> _What is required_: Lines from the beginning of the data through the line containing "compact form (66,69)." are to be copied exactly, with no other line included.

Data items:
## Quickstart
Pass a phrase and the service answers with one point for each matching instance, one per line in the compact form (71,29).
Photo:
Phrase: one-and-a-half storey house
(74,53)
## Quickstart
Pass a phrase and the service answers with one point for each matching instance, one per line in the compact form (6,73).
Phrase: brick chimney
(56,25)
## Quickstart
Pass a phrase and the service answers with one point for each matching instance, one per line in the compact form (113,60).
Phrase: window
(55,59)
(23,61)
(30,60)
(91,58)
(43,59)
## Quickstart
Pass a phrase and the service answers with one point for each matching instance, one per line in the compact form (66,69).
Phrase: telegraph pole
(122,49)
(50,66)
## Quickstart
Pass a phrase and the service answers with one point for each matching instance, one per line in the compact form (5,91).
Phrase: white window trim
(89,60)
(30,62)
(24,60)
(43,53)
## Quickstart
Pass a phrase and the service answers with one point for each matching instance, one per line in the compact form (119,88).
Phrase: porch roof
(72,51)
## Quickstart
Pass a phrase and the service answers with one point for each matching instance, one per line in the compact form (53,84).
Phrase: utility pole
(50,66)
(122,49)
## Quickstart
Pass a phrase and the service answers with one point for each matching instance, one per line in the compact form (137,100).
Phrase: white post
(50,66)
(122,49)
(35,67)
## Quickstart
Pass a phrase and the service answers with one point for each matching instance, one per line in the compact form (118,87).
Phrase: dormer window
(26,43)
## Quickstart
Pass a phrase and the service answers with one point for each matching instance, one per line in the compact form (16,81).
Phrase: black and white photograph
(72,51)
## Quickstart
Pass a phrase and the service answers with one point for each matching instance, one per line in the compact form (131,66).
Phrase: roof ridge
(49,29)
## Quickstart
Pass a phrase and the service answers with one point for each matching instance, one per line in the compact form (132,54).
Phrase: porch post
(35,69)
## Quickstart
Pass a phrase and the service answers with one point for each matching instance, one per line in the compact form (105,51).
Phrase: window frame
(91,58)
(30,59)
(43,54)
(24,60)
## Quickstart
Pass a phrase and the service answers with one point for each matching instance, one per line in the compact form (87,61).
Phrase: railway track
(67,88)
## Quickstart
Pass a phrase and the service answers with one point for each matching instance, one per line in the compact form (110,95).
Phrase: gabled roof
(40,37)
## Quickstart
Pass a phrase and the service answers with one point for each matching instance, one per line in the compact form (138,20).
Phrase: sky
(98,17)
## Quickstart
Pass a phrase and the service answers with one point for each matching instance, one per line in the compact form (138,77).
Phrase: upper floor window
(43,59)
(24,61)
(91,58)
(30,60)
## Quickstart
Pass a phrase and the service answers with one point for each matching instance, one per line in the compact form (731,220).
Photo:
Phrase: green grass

> _Reply to the exercise_:
## Quickstart
Pass a phrase and the service answers with one point for each matching instance, one per line in the compact form (71,29).
Photo:
Phrase: one-and-a-half storey house
(74,53)
## Quickstart
Pass a phrase and the service answers with one point for each matching instance, one per line in the compact form (6,73).
Phrase: brick chimney
(56,25)
## Quickstart
Pass a phrase and the service answers with one point for each matching instance, one per line in the compact form (113,60).
Phrase: window
(55,59)
(23,61)
(30,60)
(91,58)
(43,59)
## Quickstart
Pass a phrase and the service answers with one point for each matching instance, one per line in the compact form (66,69).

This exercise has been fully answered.